### To do
Please turn every line of the items below into a numbered list, leaving out any blank lines.

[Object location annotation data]
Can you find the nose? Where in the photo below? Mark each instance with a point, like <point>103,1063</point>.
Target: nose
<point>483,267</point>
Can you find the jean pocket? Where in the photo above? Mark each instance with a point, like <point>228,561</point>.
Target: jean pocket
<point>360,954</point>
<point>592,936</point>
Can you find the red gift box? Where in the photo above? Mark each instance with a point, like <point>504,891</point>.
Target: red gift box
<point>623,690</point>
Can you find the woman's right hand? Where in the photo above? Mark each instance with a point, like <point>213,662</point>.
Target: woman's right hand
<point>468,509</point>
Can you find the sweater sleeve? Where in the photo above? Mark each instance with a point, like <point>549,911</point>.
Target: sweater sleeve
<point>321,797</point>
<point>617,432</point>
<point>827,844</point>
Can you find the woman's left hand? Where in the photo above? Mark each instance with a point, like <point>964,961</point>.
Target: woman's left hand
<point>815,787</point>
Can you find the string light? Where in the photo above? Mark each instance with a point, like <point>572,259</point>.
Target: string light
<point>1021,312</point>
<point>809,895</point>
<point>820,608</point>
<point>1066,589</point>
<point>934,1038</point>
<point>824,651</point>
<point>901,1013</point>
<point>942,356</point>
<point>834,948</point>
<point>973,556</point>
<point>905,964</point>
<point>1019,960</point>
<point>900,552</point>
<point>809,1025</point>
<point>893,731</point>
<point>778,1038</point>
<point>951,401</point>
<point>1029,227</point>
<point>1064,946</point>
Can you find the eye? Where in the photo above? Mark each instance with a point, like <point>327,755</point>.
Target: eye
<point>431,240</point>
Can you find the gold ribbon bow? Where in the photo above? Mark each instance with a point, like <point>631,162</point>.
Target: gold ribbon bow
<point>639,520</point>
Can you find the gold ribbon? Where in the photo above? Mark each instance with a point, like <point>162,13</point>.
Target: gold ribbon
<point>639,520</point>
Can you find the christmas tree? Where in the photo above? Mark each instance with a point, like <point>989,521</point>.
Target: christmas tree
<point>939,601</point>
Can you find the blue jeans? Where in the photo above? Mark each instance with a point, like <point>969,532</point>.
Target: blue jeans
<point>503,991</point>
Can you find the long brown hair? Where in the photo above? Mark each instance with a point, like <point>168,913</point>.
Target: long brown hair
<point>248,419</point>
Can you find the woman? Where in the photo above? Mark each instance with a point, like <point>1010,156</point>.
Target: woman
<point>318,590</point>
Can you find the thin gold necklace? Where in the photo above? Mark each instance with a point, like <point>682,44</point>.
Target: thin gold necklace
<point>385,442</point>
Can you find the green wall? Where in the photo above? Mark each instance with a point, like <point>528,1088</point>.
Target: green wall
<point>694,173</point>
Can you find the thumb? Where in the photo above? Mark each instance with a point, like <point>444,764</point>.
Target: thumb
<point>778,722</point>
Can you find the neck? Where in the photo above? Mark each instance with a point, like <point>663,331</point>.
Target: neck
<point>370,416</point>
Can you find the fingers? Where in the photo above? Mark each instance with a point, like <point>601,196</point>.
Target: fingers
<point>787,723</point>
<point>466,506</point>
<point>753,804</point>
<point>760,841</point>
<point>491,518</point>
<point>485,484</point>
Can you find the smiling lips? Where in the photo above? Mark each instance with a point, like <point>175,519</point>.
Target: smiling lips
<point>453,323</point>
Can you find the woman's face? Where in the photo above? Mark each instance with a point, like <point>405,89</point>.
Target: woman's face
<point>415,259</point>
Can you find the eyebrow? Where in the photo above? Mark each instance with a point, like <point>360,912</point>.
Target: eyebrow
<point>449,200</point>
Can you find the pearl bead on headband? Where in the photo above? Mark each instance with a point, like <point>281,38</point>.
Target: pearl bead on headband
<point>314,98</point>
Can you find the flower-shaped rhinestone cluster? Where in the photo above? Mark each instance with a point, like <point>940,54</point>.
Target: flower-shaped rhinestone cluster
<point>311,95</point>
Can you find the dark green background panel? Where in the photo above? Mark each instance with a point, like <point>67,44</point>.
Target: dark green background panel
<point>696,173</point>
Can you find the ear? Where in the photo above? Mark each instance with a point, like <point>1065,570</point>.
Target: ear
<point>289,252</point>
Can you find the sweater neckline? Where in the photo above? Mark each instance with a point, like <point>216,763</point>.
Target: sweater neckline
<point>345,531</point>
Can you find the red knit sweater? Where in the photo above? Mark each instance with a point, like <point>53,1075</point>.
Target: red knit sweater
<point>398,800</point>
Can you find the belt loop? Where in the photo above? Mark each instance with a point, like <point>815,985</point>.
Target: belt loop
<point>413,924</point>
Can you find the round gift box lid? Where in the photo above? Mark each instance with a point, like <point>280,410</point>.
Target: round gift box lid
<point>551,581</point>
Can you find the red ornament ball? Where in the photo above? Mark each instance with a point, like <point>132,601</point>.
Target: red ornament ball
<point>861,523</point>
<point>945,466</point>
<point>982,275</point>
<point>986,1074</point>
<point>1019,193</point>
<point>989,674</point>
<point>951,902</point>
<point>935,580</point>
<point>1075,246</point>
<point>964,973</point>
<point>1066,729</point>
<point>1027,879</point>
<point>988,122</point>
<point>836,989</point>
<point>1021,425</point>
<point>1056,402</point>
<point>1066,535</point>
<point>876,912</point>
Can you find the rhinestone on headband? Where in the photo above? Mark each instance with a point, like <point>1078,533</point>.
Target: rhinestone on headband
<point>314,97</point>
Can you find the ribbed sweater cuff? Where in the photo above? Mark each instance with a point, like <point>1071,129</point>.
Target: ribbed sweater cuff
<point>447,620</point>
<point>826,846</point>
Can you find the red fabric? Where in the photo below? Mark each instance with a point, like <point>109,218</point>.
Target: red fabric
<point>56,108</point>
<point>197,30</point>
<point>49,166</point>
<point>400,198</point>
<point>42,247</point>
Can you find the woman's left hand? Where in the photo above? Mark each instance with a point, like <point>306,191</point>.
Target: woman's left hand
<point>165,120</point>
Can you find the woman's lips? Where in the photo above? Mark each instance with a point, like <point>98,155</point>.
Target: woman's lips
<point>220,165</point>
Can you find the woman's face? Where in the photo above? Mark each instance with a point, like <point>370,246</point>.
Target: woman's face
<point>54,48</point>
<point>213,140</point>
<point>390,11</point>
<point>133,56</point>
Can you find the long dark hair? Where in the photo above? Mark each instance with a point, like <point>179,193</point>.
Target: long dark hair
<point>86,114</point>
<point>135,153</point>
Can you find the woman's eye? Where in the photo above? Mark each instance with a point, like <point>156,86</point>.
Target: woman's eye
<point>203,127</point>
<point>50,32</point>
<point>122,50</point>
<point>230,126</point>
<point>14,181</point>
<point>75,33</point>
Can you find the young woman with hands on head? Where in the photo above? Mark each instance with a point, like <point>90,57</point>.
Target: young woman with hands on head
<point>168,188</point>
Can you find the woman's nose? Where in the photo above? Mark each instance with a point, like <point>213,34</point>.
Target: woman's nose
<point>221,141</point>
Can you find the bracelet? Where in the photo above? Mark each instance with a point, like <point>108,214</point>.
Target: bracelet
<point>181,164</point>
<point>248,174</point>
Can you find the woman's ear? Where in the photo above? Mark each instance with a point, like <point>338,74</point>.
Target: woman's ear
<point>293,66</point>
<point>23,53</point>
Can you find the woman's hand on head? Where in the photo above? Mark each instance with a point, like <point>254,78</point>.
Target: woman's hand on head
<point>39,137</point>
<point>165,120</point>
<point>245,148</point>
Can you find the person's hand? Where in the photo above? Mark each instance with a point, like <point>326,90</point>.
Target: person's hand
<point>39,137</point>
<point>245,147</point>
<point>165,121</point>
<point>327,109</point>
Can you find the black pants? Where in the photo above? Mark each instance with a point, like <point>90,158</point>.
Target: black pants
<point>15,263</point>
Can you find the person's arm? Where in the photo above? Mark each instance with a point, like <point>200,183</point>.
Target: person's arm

### Task output
1. Can you find the nose? Where in the photo below? Mark each instance with a point, like <point>103,1063</point>.
2. Target: nose
3. <point>483,267</point>
4. Can you find the jean pocket? Where in the photo above? Mark each instance with a point, like <point>228,561</point>.
5. Target: jean pocket
6. <point>360,954</point>
7. <point>592,936</point>
8. Can you find the red gift box? Where in the photo above? Mark each instance with a point, like <point>504,891</point>.
9. Target: red gift box
10. <point>623,690</point>
11. Can you find the woman's right hand? Where in the photo above? Mark each instance with a point, like <point>213,662</point>.
12. Target: woman's right hand
13. <point>468,509</point>
14. Can you find the sweater sleeve? Where in the photo above? Mark each instance with a point, like <point>549,911</point>.
15. Target: sweater sleeve
16. <point>321,797</point>
17. <point>617,432</point>
18. <point>827,844</point>
19. Can you find the woman's left hand? Where in the photo above? Mark each instance with a point, like <point>964,961</point>.
20. Target: woman's left hand
21. <point>815,787</point>
22. Can you find the string light? Where in the photo above? Mark each instance with a point, like <point>572,259</point>.
23. Target: string light
24. <point>1021,312</point>
25. <point>809,895</point>
26. <point>820,608</point>
27. <point>1066,589</point>
28. <point>934,1038</point>
29. <point>824,651</point>
30. <point>901,1013</point>
31. <point>942,356</point>
32. <point>834,948</point>
33. <point>973,556</point>
34. <point>905,964</point>
35. <point>1019,960</point>
36. <point>900,552</point>
37. <point>809,1025</point>
38. <point>893,731</point>
39. <point>778,1038</point>
40. <point>951,401</point>
41. <point>1029,227</point>
42. <point>1064,946</point>
43. Can you find the eye? Where in the photo above? Mark each instance with a point, like <point>327,755</point>.
44. Target: eye
45. <point>431,240</point>
46. Can you find the gold ribbon bow? Where in the photo above? Mark each instance with a point, like <point>631,162</point>.
47. Target: gold ribbon bow
48. <point>639,520</point>
49. Can you find the gold ribbon? Where in the photo above? Mark each instance with a point, like <point>162,13</point>.
50. Target: gold ribbon
51. <point>639,520</point>
52. Can you find the christmas tree? Where in the photo above? Mark each instance with a point, like <point>989,521</point>.
53. Target: christmas tree
54. <point>939,601</point>
55. Can you find the blue jeans? Where in the photo above? Mark each instance with a point, like <point>969,532</point>.
56. Target: blue jeans
57. <point>503,991</point>
58. Can you find the long brown hair? Where in the photo above? Mark each instance with a point, like <point>168,913</point>.
59. Target: long brown hair
60. <point>248,419</point>
61. Can you find the woman? Where in the photo above? Mark each instance with a point, like <point>1010,156</point>.
62. Target: woman
63. <point>318,590</point>
64. Can you find the thin gold necklace? Where in the photo above? Mark each instance with a point, like <point>682,44</point>.
65. Target: thin gold necklace
66. <point>385,442</point>
67. Can you find the green wall? Where in the photo above? Mark each instance with a point, like <point>528,1088</point>.
68. Target: green wall
69. <point>694,173</point>
70. Can you find the thumb? Where in the photo above? Mark each instance with a point, like <point>444,764</point>.
71. Target: thumb
72. <point>778,722</point>
73. Can you find the neck? Where in the photo above? Mark each instance with a point, like <point>663,331</point>.
74. Target: neck
75. <point>370,416</point>
76. Can you find the fingers? Where in the photo above? Mark each instance with a point, like <point>601,196</point>.
77. Target: fingers
78. <point>787,723</point>
79. <point>466,506</point>
80. <point>753,804</point>
81. <point>760,841</point>
82. <point>491,518</point>
83. <point>485,484</point>
84. Can you find the smiling lips? Where in the photo above? Mark each instance with a point, like <point>175,519</point>.
85. Target: smiling lips
86. <point>453,323</point>
87. Can you find the woman's face? Where in the photo above? Mark each instance with a point, like <point>405,89</point>.
88. Target: woman's face
89. <point>415,259</point>
90. Can you find the eyebrow? Where in the photo above? Mark each instance with a point, like <point>360,912</point>.
91. Target: eyebrow
92. <point>449,200</point>
93. Can you find the pearl bead on headband? Where in the photo above? Mark each instance with a point, like <point>281,38</point>.
94. Target: pearl bead on headband
95. <point>314,98</point>
96. Can you find the flower-shaped rhinestone cluster? Where in the photo above? Mark each instance with a point, like <point>940,54</point>.
97. Target: flower-shaped rhinestone cluster
98. <point>311,95</point>
99. Can you find the dark green background panel? Where in the photo above? Mark each instance with a point, like <point>67,44</point>.
100. Target: dark green background panel
101. <point>696,173</point>
102. Can you find the ear? Where in the photo above? Mark each instance with a point, like <point>1065,570</point>.
103. Target: ear
104. <point>289,252</point>
105. Can you find the sweater neckline? Where in the photo above? Mark each instance with a point, like <point>216,763</point>.
106. Target: sweater neckline
107. <point>345,531</point>
108. Can you find the red knit sweater? Where in the photo above? Mark each instance with a point, like <point>53,1075</point>.
109. Target: red knit sweater
110. <point>398,800</point>
111. Can you find the belt loop? Where in the photo above? Mark each instance with a point, like <point>815,985</point>.
112. Target: belt loop
113. <point>413,924</point>
114. Can you find the round gift box lid? Where in the photo above? Mark each instance with a point, like <point>280,410</point>.
115. Target: round gift box lid
116. <point>551,581</point>
117. Can you find the red ornament ball? Where in the photo above? Mark each instance with a point, like <point>132,601</point>.
118. Target: red ornament ball
119. <point>861,523</point>
120. <point>945,466</point>
121. <point>982,275</point>
122. <point>986,1074</point>
123. <point>1019,193</point>
124. <point>989,674</point>
125. <point>951,902</point>
126. <point>935,580</point>
127. <point>1075,246</point>
128. <point>964,973</point>
129. <point>1066,729</point>
130. <point>1027,879</point>
131. <point>988,122</point>
132. <point>836,989</point>
133. <point>1021,425</point>
134. <point>1056,402</point>
135. <point>1066,535</point>
136. <point>876,912</point>
137. Can you find the rhinestone on headband? Where in the photo above? Mark each instance with a point, like <point>1078,533</point>.
138. Target: rhinestone on headband
139. <point>314,97</point>
140. Can you find the ribbed sweater cuff? Where in the photo above? Mark each instance with a point, like <point>1071,129</point>.
141. Target: ribbed sweater cuff
142. <point>447,620</point>
143. <point>826,846</point>
144. Can you find the red fabric? Where in the photo below? Mark each instance with a point, like <point>109,218</point>.
145. Target: red fabric
146. <point>56,108</point>
147. <point>197,30</point>
148. <point>49,166</point>
149. <point>400,198</point>
150. <point>42,247</point>
151. Can you find the woman's left hand? Where in the photo above? Mark each instance with a point, like <point>306,191</point>.
152. Target: woman's left hand
153. <point>165,120</point>
154. Can you find the woman's lips? Where in the photo above? Mark each instance with a point, like <point>98,155</point>.
155. Target: woman's lips
156. <point>220,165</point>
157. Can you find the woman's face? Where in the photo above? Mark each instance with a point, like <point>370,246</point>.
158. Target: woman's face
159. <point>54,48</point>
160. <point>213,140</point>
161. <point>390,11</point>
162. <point>133,56</point>
163. Can you find the long dark hair? Where in the photo above? Mark each instance with a point, like <point>179,193</point>.
164. Target: long dark hair
165. <point>86,114</point>
166. <point>135,153</point>
167. Can you find the woman's eye? Where in the photo above? Mark each instance with a point, like <point>156,86</point>.
168. Target: woman's eye
169. <point>203,127</point>
170. <point>50,32</point>
171. <point>122,50</point>
172. <point>230,126</point>
173. <point>14,181</point>
174. <point>75,33</point>
175. Can you find the young woman with hands on head? Where in the photo above? Mark each instance with a point, like <point>90,57</point>.
176. Target: young woman with hands on head
177. <point>168,188</point>
178. Can you find the woman's nose? Where in the photo above? Mark each instance with a point, like <point>213,34</point>.
179. Target: woman's nose
180. <point>221,141</point>
181. Can you find the bracelet? Where in the photo above? Mark each instance with a point, like <point>108,214</point>.
182. Target: bracelet
183. <point>181,164</point>
184. <point>248,174</point>
185. Can you find the woman's ear? Where in the photo above? Mark each instance with a point, like <point>338,74</point>.
186. Target: woman's ear
187. <point>293,66</point>
188. <point>23,53</point>
189. Can you find the woman's hand on head? Where in the photo above? Mark each instance with a point, like <point>254,78</point>.
190. Target: woman's hand on head
191. <point>39,137</point>
192. <point>165,120</point>
193. <point>245,148</point>
194. Can you find the person's hand? Where in the photo above? Mark each instance with a point, like <point>326,90</point>.
195. Target: person's hand
196. <point>39,137</point>
197. <point>245,147</point>
198. <point>165,121</point>
199. <point>327,109</point>
200. Can you find the black pants? Where in the photo above? Mark each instance with a point, like <point>90,158</point>.
201. Target: black pants
202. <point>15,263</point>
203. Can you find the person's arm? Where in the photo above? Mark each instance with a point, like <point>200,183</point>.
204. Target: person's arm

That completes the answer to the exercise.